**Provided data:**
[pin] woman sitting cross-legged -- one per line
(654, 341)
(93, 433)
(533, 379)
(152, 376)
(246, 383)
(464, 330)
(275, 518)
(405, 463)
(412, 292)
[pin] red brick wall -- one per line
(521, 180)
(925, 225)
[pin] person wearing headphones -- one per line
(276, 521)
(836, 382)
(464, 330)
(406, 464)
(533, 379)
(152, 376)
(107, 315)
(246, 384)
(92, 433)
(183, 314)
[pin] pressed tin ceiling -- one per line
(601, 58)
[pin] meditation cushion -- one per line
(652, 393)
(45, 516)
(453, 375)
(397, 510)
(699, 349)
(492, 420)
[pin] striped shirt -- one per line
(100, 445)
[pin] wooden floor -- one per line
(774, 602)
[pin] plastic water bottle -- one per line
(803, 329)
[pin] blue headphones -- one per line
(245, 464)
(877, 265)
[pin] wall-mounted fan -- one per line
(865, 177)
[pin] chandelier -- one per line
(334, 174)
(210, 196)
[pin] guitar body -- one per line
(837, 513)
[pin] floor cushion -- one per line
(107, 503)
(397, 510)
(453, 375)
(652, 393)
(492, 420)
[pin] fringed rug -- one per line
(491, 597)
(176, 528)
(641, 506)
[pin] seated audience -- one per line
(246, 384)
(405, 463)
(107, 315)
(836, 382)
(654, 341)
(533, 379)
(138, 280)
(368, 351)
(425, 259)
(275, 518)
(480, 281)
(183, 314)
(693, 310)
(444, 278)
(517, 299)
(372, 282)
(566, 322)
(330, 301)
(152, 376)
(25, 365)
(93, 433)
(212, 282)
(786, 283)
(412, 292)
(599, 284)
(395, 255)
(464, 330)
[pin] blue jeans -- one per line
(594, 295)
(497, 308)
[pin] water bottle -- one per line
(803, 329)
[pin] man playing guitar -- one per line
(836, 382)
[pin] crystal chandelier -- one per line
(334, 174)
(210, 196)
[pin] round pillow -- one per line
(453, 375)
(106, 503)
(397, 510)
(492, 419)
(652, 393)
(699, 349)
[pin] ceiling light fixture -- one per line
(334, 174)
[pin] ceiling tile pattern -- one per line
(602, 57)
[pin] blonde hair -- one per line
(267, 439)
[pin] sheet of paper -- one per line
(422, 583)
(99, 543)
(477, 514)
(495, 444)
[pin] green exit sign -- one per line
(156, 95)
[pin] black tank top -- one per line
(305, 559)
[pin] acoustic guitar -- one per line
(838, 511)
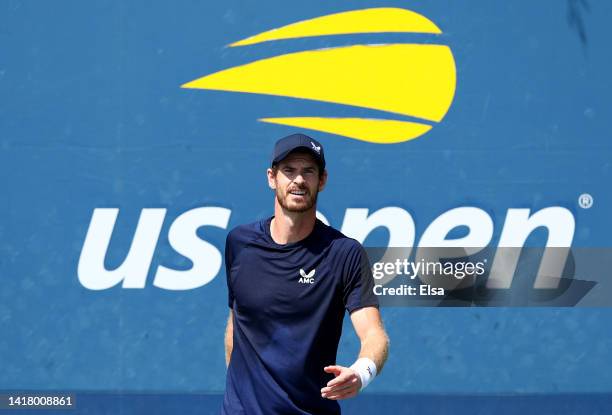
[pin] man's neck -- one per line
(288, 227)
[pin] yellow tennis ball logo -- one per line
(406, 79)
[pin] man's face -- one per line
(297, 182)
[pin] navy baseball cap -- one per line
(292, 142)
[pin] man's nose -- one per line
(299, 178)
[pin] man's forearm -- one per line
(375, 346)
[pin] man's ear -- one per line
(271, 178)
(322, 180)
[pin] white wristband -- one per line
(366, 369)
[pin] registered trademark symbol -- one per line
(585, 200)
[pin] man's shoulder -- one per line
(245, 232)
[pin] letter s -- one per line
(206, 258)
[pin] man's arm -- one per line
(229, 338)
(374, 345)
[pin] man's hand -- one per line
(346, 384)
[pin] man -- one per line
(290, 279)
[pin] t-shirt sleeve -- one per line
(228, 267)
(358, 281)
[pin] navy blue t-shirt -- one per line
(288, 304)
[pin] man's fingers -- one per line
(344, 395)
(336, 370)
(339, 379)
(352, 381)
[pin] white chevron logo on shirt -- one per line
(306, 278)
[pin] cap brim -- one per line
(284, 154)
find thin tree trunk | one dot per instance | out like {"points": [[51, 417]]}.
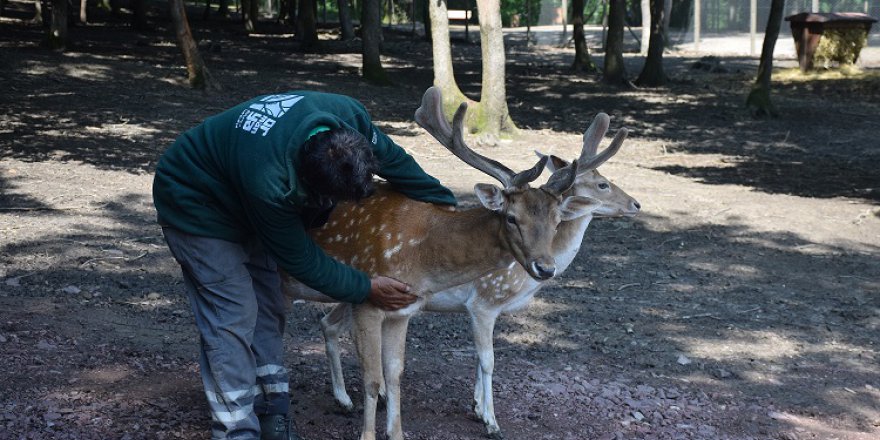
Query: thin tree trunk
{"points": [[426, 18], [646, 26], [38, 13], [57, 32], [249, 12], [444, 76], [492, 115], [139, 14], [371, 33], [758, 101], [345, 20], [614, 70], [653, 74], [197, 73], [582, 60], [306, 24], [667, 10]]}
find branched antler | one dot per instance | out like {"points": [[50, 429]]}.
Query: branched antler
{"points": [[589, 160], [430, 117]]}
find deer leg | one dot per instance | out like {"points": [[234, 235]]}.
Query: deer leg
{"points": [[393, 356], [367, 326], [483, 326], [332, 325]]}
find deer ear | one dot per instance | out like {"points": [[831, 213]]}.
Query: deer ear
{"points": [[491, 196], [554, 163], [578, 206]]}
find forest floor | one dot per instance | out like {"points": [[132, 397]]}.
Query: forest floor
{"points": [[742, 303]]}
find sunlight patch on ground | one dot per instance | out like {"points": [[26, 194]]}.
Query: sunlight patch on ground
{"points": [[760, 345], [124, 130], [845, 73]]}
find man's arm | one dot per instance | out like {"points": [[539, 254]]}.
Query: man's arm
{"points": [[405, 175], [283, 234]]}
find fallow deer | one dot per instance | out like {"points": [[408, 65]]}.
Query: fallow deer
{"points": [[508, 289], [434, 249]]}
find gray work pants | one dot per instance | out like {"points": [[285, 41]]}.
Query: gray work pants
{"points": [[235, 294]]}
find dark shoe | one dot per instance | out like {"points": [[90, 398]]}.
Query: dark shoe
{"points": [[277, 427]]}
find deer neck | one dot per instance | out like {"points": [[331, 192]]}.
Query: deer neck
{"points": [[568, 240]]}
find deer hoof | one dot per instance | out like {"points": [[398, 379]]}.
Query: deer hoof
{"points": [[496, 435]]}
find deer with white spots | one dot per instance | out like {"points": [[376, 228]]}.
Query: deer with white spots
{"points": [[510, 288], [434, 249]]}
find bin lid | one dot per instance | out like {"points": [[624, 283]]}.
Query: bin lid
{"points": [[828, 17]]}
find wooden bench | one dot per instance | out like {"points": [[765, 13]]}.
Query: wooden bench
{"points": [[807, 29]]}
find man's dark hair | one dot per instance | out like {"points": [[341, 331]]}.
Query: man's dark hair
{"points": [[339, 164]]}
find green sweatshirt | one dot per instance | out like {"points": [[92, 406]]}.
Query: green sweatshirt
{"points": [[234, 177]]}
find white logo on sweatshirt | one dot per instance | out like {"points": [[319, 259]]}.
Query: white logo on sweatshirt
{"points": [[263, 114]]}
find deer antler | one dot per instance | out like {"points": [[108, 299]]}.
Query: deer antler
{"points": [[430, 117], [561, 180], [592, 137]]}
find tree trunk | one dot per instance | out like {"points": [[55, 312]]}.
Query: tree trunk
{"points": [[667, 10], [426, 19], [444, 76], [306, 24], [371, 33], [345, 20], [197, 73], [758, 101], [249, 12], [38, 13], [139, 14], [492, 117], [653, 74], [646, 26], [614, 69], [57, 33], [582, 60]]}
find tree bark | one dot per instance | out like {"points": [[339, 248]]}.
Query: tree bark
{"points": [[492, 115], [758, 101], [249, 12], [306, 24], [653, 74], [57, 33], [139, 14], [614, 70], [197, 73], [444, 76], [38, 13], [646, 26], [426, 18], [345, 20], [582, 60], [371, 34]]}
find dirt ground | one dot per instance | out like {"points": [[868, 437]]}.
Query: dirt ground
{"points": [[742, 303]]}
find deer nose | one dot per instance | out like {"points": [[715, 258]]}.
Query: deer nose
{"points": [[543, 270]]}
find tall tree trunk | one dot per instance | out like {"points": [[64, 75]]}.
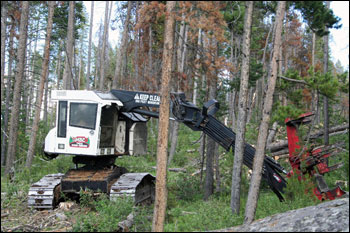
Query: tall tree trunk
{"points": [[212, 84], [11, 152], [242, 109], [325, 98], [217, 169], [263, 129], [58, 65], [46, 98], [161, 189], [315, 96], [181, 51], [29, 83], [197, 73], [118, 74], [103, 52], [45, 70], [3, 40], [68, 67], [4, 136], [87, 84]]}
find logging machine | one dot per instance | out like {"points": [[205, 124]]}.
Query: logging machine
{"points": [[97, 127]]}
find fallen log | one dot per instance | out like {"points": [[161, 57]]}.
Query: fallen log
{"points": [[124, 226], [277, 146], [174, 169]]}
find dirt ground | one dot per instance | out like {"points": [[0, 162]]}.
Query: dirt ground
{"points": [[17, 217]]}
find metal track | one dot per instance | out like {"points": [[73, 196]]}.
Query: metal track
{"points": [[140, 186], [45, 193]]}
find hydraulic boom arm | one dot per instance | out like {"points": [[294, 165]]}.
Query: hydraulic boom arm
{"points": [[202, 120]]}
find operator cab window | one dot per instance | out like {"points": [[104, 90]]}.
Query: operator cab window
{"points": [[83, 115], [62, 119]]}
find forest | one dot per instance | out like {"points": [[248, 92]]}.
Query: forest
{"points": [[265, 62]]}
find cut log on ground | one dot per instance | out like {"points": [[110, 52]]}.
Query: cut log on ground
{"points": [[174, 169], [124, 226]]}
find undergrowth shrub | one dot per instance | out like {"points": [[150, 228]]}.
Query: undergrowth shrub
{"points": [[102, 215]]}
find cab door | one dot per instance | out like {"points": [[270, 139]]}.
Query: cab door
{"points": [[82, 133]]}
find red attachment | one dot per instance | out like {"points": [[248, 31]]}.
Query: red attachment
{"points": [[331, 194], [312, 157]]}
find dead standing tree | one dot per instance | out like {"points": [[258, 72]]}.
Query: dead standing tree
{"points": [[161, 191], [242, 106], [12, 145], [45, 70], [263, 129]]}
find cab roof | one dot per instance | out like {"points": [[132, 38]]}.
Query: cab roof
{"points": [[104, 98]]}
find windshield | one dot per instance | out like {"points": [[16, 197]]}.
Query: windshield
{"points": [[83, 115]]}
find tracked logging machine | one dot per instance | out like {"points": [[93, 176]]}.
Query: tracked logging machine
{"points": [[98, 127]]}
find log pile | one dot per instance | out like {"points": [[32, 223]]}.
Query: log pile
{"points": [[281, 147]]}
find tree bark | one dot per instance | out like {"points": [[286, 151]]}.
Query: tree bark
{"points": [[325, 98], [197, 73], [242, 109], [161, 190], [212, 84], [263, 129], [12, 145], [4, 136], [45, 69], [68, 68], [103, 52], [118, 74], [181, 52], [87, 84], [3, 40]]}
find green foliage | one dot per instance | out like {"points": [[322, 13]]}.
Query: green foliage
{"points": [[106, 215], [317, 16], [300, 191], [186, 187], [326, 84], [255, 73]]}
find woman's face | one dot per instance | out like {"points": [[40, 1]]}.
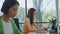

**Task objective:**
Set down precisely the lines above between the line holding "Query: operator cab window" and the line holding "find tracked logging", inclusive, and nothing beyond them.

**Task result:**
Query: operator cab window
{"points": [[83, 115], [62, 119]]}
find forest | one dot per instance | out like {"points": [[248, 92]]}.
Query: forest
{"points": [[265, 62]]}
find cut log on ground | one dot per instance | out like {"points": [[110, 52]]}.
Query: cut log on ground
{"points": [[174, 169], [124, 226]]}
find undergrowth shrub | one dot per instance | out like {"points": [[150, 228]]}.
Query: undergrowth shrub
{"points": [[102, 215]]}
find cab door | one dot per instance | out like {"points": [[270, 139]]}.
Query: cab door
{"points": [[82, 133]]}
find red attachment | one dot per instance | out like {"points": [[248, 31]]}.
Query: red attachment
{"points": [[331, 194], [312, 157]]}
find dead standing tree | one dot per instance | out like {"points": [[258, 72]]}.
Query: dead standing tree
{"points": [[161, 191], [242, 106], [12, 145], [45, 70], [263, 129]]}
find cab roof | one dot per instance | out like {"points": [[132, 38]]}.
Query: cab roof
{"points": [[104, 98]]}
find windshield | one dot per instance | out like {"points": [[16, 197]]}.
Query: windshield
{"points": [[83, 115]]}
find tracked logging machine | one dot per instance | out like {"points": [[93, 176]]}.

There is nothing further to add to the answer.